** begin MATERIALS PROVIDED **

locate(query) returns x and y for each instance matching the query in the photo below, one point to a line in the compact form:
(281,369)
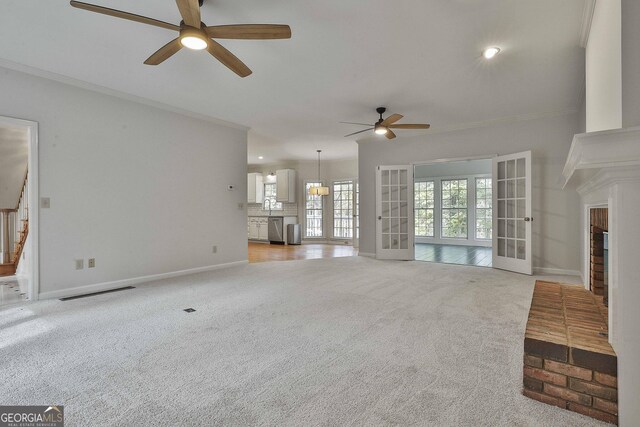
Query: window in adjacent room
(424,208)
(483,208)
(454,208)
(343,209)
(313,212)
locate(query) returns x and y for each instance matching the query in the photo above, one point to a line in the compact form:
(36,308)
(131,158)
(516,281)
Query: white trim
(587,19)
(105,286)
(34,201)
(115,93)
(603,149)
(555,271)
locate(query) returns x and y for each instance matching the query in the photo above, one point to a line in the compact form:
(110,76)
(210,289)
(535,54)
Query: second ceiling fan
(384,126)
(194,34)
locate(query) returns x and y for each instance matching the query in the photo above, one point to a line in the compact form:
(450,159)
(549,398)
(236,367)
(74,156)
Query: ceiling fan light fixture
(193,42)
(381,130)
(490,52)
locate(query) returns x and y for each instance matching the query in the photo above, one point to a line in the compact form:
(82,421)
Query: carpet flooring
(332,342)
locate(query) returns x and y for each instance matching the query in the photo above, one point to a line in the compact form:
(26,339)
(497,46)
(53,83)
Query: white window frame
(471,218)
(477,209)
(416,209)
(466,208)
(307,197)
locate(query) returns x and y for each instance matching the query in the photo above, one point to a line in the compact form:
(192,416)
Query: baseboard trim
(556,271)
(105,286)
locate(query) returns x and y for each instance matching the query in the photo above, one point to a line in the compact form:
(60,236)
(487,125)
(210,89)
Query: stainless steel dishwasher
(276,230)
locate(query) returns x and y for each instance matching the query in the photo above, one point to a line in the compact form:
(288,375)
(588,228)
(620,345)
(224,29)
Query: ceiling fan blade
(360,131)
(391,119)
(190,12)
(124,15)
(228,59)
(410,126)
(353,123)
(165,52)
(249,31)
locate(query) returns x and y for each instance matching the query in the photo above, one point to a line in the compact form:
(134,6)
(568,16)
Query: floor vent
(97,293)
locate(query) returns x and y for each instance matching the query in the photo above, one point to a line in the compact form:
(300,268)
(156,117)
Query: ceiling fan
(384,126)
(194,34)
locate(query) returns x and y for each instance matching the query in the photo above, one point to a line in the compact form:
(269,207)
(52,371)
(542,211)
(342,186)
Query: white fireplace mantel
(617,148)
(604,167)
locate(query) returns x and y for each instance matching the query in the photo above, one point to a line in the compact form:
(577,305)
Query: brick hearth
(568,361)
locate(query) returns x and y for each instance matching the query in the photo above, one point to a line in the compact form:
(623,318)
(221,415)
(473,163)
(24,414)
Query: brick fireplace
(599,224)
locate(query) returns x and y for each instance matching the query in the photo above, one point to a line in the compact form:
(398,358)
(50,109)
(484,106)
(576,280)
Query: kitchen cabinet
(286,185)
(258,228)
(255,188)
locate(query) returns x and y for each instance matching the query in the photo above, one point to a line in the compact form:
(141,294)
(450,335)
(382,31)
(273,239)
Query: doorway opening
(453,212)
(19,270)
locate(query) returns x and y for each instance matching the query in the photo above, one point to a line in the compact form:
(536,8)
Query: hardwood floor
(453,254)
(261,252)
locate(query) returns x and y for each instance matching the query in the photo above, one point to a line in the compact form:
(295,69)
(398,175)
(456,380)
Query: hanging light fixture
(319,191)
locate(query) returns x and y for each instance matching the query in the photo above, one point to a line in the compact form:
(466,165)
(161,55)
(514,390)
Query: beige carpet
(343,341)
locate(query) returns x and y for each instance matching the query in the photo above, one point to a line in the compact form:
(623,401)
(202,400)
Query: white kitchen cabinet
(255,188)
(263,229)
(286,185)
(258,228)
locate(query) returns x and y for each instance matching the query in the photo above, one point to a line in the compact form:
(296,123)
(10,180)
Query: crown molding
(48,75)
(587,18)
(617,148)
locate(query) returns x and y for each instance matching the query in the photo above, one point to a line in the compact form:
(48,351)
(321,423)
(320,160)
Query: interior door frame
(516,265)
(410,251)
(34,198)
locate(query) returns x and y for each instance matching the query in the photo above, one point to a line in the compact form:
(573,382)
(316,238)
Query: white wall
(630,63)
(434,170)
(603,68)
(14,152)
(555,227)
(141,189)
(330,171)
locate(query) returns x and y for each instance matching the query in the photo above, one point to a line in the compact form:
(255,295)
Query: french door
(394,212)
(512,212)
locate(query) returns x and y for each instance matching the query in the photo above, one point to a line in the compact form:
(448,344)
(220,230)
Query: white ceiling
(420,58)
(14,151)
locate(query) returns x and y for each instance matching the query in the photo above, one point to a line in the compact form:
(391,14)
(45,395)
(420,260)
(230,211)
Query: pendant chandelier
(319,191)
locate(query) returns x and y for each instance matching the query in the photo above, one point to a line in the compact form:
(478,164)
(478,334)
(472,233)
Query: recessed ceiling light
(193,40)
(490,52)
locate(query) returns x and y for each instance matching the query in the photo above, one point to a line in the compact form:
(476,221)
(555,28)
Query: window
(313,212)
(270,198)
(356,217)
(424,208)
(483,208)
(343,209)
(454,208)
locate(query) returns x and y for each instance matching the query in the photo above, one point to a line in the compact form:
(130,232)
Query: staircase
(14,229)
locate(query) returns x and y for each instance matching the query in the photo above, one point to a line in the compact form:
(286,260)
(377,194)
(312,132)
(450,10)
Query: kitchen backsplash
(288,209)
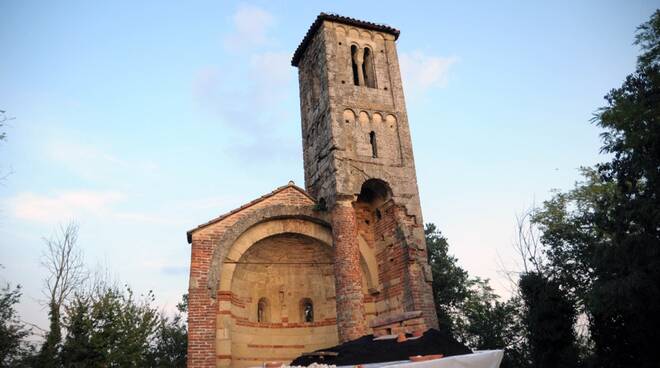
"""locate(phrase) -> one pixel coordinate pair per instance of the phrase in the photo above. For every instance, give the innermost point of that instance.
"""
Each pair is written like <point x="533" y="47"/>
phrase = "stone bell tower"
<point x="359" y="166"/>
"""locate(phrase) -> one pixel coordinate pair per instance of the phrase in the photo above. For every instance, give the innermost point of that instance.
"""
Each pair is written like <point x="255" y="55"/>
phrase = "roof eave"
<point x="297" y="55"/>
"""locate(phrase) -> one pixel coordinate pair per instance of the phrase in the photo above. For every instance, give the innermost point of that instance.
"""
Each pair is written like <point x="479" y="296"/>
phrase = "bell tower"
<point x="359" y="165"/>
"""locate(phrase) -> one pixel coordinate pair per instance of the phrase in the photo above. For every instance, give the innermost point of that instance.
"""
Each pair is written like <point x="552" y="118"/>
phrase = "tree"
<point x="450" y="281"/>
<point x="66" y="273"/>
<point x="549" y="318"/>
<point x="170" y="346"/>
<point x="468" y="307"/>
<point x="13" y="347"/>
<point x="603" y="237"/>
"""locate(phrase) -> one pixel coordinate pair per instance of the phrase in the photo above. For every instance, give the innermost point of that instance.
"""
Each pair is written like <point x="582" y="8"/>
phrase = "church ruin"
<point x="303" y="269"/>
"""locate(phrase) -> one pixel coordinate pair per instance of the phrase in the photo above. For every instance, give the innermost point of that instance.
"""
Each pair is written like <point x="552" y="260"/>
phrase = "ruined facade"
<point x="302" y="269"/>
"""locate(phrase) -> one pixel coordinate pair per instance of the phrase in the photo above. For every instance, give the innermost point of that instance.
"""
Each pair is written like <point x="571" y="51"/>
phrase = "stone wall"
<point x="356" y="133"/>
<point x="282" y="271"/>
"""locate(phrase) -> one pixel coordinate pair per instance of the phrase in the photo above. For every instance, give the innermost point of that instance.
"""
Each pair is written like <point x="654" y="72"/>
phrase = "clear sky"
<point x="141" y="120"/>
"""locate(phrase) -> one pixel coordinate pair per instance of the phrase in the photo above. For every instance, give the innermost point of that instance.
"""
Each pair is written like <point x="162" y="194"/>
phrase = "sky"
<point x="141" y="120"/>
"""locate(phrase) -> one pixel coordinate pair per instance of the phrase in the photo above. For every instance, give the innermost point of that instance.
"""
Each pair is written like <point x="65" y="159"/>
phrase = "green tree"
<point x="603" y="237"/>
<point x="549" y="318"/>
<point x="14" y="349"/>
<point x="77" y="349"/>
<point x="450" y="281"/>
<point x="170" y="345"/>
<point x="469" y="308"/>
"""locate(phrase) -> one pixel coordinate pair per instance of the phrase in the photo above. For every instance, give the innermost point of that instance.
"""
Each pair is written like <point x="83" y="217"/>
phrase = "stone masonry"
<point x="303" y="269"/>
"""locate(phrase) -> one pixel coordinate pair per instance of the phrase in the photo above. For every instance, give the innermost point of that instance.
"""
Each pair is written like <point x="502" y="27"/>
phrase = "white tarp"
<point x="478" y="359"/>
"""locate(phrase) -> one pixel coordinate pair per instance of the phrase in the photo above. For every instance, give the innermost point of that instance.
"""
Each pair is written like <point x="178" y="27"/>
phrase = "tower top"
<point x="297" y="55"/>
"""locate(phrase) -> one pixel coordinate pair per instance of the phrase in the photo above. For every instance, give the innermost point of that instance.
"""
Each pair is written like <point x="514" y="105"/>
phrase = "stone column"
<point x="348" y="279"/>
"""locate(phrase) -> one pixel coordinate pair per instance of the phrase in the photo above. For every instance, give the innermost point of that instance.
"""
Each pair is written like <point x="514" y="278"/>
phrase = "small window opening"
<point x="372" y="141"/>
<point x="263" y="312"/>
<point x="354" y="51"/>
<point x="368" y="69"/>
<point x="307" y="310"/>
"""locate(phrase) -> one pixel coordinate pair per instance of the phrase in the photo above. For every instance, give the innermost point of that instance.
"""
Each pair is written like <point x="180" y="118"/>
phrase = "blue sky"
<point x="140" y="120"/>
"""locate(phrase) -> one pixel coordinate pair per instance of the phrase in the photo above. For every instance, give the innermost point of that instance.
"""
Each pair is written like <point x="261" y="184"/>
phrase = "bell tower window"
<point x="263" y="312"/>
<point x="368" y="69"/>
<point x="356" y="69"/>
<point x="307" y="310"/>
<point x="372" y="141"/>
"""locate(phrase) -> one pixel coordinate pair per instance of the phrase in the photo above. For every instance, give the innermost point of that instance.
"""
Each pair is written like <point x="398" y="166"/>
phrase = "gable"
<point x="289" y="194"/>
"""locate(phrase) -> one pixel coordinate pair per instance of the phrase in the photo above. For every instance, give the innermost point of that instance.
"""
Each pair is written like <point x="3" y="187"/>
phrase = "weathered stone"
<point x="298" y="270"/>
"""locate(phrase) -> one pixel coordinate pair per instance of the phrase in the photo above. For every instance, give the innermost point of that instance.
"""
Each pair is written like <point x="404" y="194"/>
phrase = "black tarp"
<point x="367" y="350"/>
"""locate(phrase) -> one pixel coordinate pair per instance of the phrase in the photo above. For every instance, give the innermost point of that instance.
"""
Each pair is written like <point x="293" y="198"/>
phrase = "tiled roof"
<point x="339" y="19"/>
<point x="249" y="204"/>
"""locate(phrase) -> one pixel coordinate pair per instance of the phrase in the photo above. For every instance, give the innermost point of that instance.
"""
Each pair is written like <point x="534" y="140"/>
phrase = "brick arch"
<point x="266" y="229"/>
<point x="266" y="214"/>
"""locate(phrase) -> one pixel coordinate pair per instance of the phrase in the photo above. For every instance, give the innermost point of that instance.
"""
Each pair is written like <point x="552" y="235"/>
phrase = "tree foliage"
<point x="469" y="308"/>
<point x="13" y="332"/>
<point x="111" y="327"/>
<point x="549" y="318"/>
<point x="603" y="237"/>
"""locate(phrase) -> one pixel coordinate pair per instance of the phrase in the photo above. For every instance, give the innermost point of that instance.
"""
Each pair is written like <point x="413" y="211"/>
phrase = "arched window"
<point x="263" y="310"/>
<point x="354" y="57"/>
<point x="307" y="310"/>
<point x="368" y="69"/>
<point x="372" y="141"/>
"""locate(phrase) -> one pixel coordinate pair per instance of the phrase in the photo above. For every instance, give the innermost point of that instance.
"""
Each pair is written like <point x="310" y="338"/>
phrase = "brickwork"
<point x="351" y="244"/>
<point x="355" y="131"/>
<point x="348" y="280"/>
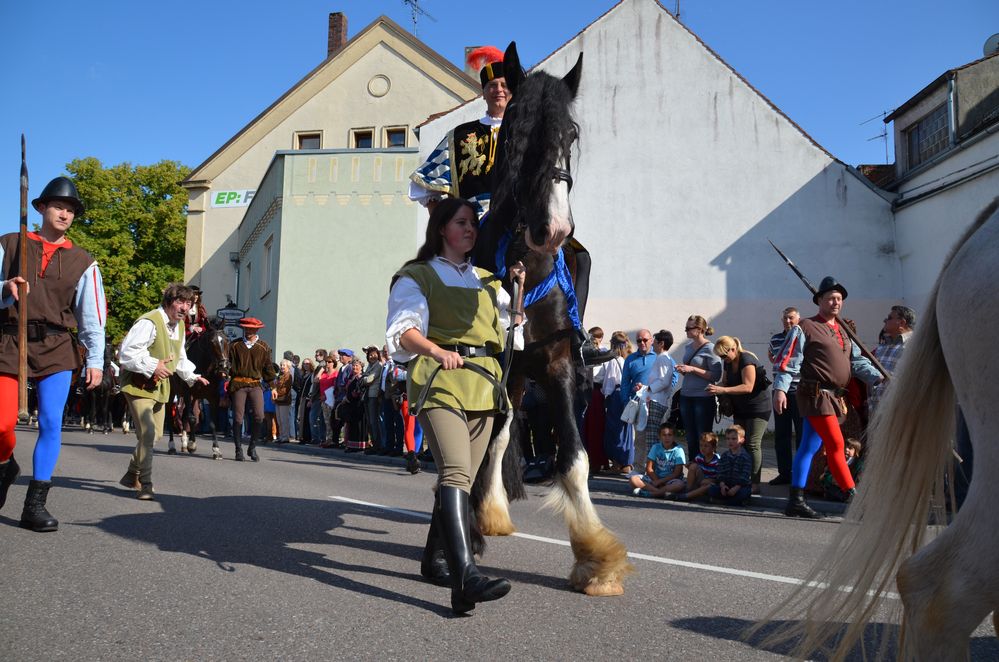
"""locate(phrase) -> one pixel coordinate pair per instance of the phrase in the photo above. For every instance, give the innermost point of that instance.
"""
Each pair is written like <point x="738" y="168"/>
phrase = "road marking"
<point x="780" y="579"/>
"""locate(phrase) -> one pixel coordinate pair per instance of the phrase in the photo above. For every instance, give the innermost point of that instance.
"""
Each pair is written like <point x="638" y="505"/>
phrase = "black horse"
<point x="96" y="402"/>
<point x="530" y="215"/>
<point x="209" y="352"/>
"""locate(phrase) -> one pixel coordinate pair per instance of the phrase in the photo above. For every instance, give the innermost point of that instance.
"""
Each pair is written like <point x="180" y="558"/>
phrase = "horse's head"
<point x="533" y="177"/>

** end MATERIALS PROVIDED **

| TASK PROMPT |
Show each line above that contains the string "trim". Case counts.

| FULL RESPONSE |
Query: white trim
Query: baseboard trim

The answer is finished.